Lines from a box labeling dataset:
-=-=-

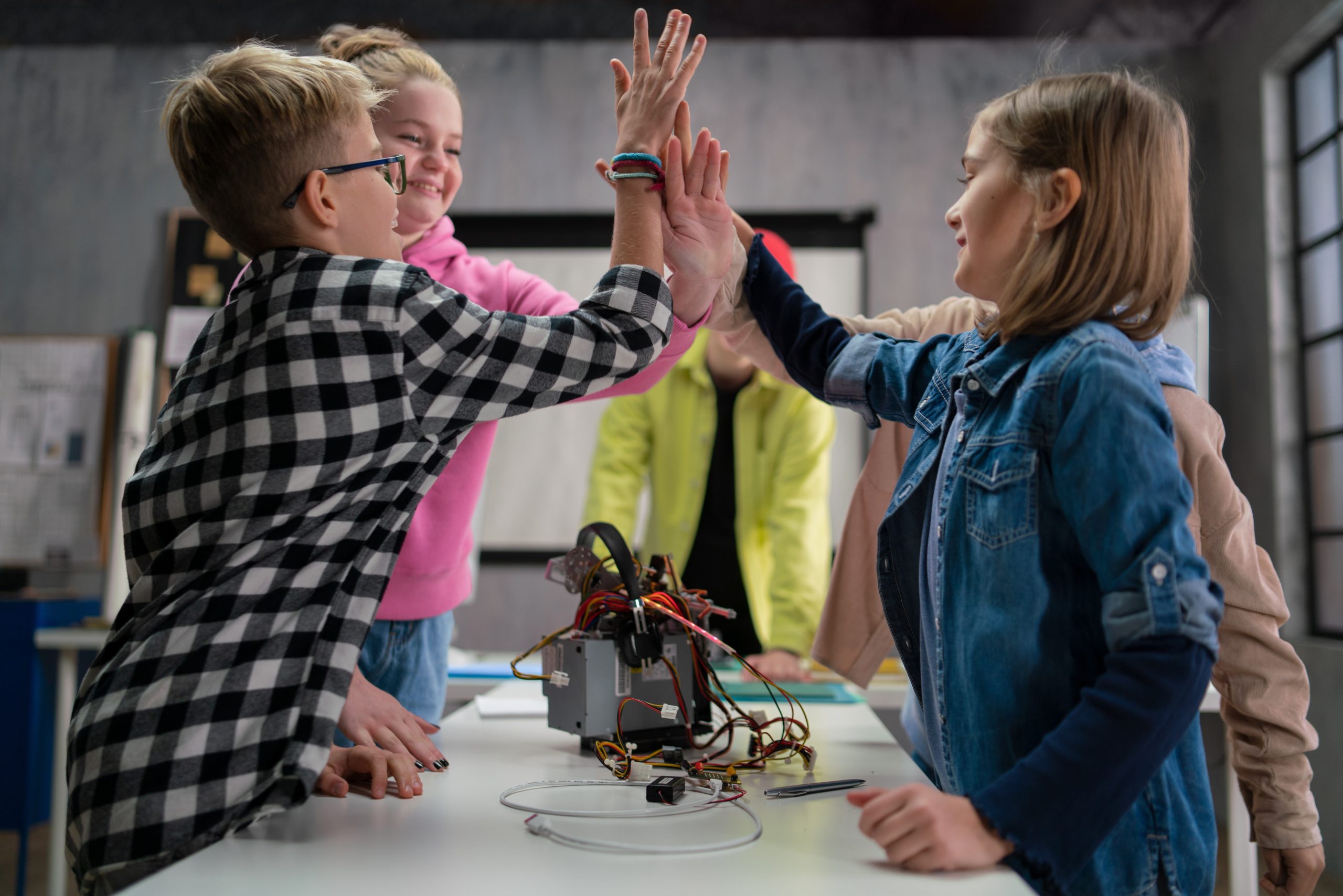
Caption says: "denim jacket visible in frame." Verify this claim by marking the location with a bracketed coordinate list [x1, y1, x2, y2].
[825, 323, 1221, 893]
[745, 235, 1222, 896]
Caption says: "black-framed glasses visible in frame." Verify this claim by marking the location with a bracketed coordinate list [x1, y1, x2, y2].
[285, 156, 406, 208]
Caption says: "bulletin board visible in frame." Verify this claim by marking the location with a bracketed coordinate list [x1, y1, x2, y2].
[0, 336, 117, 568]
[453, 211, 873, 563]
[163, 208, 247, 369]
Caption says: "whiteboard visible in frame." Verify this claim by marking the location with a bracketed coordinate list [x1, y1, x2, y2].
[0, 336, 115, 567]
[472, 247, 868, 551]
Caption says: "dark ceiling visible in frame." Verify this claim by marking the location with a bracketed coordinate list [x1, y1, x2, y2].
[0, 0, 1238, 45]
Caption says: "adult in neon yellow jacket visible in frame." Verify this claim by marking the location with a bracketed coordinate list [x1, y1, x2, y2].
[583, 330, 835, 681]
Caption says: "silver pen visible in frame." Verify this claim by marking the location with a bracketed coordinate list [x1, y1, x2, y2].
[764, 778, 868, 797]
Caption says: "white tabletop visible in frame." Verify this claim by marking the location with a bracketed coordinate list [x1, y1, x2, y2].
[126, 682, 1031, 896]
[32, 627, 109, 650]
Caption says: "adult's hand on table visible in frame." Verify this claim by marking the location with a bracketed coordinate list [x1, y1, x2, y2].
[849, 784, 1012, 870]
[317, 745, 424, 799]
[741, 647, 811, 681]
[1260, 844, 1324, 896]
[336, 665, 447, 771]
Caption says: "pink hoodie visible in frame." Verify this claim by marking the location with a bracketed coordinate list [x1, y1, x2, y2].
[377, 216, 698, 619]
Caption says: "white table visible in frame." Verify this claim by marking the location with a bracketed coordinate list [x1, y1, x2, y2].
[126, 682, 1031, 896]
[447, 653, 1259, 896]
[35, 642, 1259, 896]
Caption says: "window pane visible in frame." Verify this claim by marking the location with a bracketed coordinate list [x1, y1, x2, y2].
[1311, 435, 1343, 529]
[1296, 140, 1339, 243]
[1315, 539, 1343, 634]
[1305, 337, 1343, 433]
[1302, 238, 1343, 338]
[1293, 50, 1334, 152]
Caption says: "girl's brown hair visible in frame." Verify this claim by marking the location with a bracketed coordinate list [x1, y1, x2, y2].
[317, 24, 462, 101]
[976, 71, 1194, 340]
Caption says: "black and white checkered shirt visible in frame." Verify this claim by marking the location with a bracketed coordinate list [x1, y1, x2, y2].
[67, 249, 672, 892]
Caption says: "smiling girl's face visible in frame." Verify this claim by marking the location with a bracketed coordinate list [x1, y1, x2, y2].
[945, 124, 1037, 308]
[374, 78, 462, 246]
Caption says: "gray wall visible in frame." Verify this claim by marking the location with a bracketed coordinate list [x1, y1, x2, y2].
[0, 40, 1147, 333]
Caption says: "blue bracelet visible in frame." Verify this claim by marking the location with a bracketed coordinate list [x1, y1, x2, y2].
[606, 170, 658, 184]
[611, 152, 662, 168]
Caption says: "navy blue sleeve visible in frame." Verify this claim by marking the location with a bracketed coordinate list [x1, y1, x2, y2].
[743, 234, 853, 402]
[969, 635, 1214, 891]
[743, 237, 957, 429]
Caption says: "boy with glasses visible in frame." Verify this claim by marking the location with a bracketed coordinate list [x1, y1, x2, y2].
[67, 10, 731, 893]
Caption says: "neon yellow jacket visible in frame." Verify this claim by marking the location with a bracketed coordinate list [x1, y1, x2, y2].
[583, 333, 835, 657]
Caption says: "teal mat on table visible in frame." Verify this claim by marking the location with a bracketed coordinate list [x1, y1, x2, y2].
[447, 659, 541, 678]
[719, 682, 862, 702]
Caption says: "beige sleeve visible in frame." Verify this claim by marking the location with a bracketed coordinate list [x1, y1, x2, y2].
[1190, 414, 1320, 849]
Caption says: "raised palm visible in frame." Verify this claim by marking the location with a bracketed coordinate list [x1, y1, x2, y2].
[662, 129, 736, 283]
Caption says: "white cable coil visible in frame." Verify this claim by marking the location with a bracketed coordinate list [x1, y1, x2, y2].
[499, 778, 764, 855]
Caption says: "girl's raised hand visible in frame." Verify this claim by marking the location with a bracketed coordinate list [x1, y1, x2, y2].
[662, 127, 736, 321]
[611, 9, 707, 153]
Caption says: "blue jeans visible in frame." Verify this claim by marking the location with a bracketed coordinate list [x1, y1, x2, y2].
[336, 610, 453, 747]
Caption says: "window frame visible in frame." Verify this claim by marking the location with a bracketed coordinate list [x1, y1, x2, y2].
[1285, 35, 1343, 641]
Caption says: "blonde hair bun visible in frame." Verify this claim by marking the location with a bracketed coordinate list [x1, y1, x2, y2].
[317, 23, 419, 62]
[317, 23, 462, 99]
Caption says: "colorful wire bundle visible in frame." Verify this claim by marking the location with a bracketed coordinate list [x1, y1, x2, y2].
[511, 558, 815, 784]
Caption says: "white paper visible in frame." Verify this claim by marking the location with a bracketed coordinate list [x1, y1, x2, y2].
[164, 305, 219, 367]
[475, 693, 549, 719]
[0, 337, 109, 566]
[0, 395, 41, 467]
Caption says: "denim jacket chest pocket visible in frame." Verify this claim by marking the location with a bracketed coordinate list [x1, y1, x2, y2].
[960, 443, 1039, 549]
[890, 375, 950, 509]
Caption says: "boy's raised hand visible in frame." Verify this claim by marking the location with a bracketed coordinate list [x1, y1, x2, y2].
[611, 9, 705, 154]
[662, 129, 736, 321]
[847, 784, 1012, 872]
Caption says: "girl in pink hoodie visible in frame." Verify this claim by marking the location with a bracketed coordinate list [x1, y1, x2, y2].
[318, 19, 701, 769]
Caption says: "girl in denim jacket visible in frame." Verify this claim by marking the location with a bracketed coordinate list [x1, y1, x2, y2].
[744, 74, 1222, 894]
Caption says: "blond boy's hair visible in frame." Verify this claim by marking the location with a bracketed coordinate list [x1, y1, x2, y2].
[317, 24, 462, 101]
[975, 71, 1194, 340]
[161, 40, 387, 255]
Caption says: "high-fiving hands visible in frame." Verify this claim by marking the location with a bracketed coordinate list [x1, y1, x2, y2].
[611, 9, 707, 153]
[662, 129, 736, 321]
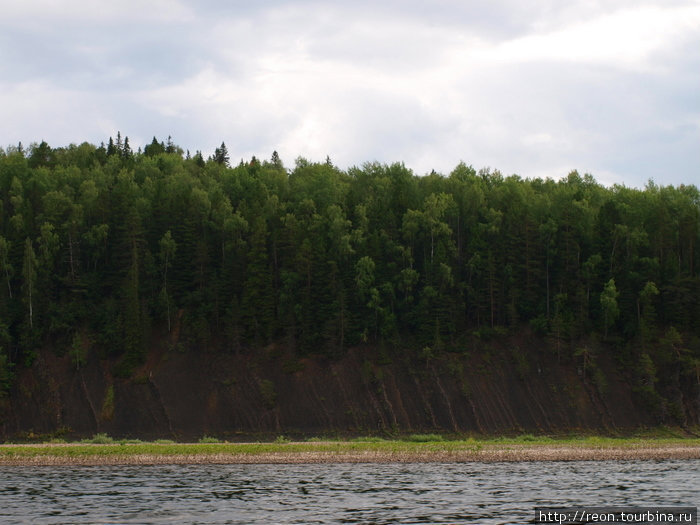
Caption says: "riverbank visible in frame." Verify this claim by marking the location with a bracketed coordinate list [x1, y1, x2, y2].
[0, 438, 700, 466]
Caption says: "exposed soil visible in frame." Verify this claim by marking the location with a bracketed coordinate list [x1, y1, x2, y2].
[0, 332, 699, 441]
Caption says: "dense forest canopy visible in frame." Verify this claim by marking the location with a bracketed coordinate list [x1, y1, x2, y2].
[0, 134, 700, 406]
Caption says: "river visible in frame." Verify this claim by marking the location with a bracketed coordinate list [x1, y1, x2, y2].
[0, 460, 700, 525]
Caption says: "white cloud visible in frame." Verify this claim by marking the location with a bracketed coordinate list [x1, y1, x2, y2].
[481, 4, 700, 67]
[0, 0, 700, 184]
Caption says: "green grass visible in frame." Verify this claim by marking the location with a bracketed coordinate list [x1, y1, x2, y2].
[0, 434, 700, 459]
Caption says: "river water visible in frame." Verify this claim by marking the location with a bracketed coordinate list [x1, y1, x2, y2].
[0, 460, 700, 525]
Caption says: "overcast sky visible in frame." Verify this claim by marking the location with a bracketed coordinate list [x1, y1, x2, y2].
[0, 0, 700, 187]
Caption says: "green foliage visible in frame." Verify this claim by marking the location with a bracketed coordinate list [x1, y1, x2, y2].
[405, 434, 444, 443]
[0, 137, 700, 424]
[258, 379, 277, 409]
[81, 433, 114, 445]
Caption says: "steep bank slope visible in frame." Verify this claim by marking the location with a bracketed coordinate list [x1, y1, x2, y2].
[0, 338, 698, 440]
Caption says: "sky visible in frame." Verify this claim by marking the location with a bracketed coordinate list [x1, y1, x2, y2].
[0, 0, 700, 188]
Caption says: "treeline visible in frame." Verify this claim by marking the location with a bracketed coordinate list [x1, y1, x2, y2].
[0, 135, 700, 398]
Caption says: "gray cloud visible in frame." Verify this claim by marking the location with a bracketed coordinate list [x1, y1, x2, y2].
[0, 0, 700, 186]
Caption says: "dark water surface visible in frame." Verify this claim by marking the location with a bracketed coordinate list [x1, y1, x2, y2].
[0, 460, 700, 524]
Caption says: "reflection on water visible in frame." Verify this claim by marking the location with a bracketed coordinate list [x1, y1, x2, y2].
[0, 460, 700, 524]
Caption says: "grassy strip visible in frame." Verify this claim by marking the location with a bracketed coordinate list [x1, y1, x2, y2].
[0, 437, 700, 463]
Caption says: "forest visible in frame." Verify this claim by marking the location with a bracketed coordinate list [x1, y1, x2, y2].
[0, 134, 700, 422]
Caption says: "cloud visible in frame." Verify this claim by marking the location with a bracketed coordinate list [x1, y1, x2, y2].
[0, 0, 700, 185]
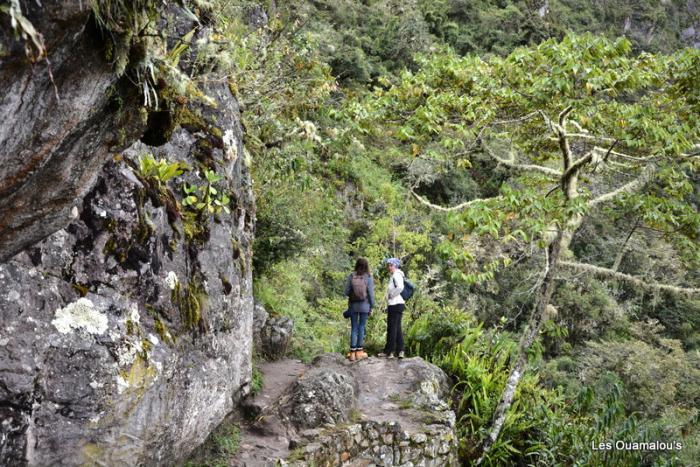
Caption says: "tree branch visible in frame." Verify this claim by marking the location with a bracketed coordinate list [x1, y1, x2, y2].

-=-=-

- WRITTEN TASK -
Reproduce verbatim the lines from the one containing "girl's face visible" through the one containing "[0, 40, 1147, 333]", including both of those lines.

- OUTPUT FOR THIS TASK -
Caption says: "smiling girl's face visible in frame." Verify this claim by marking the location with a bracketed coordinate list [x1, y1, x2, y2].
[945, 124, 1037, 308]
[374, 78, 462, 246]
Caption says: "gray wall visible in frame." Verify this claim by marking the location with a bracketed coordinate list [x1, y1, x2, y2].
[0, 40, 1147, 333]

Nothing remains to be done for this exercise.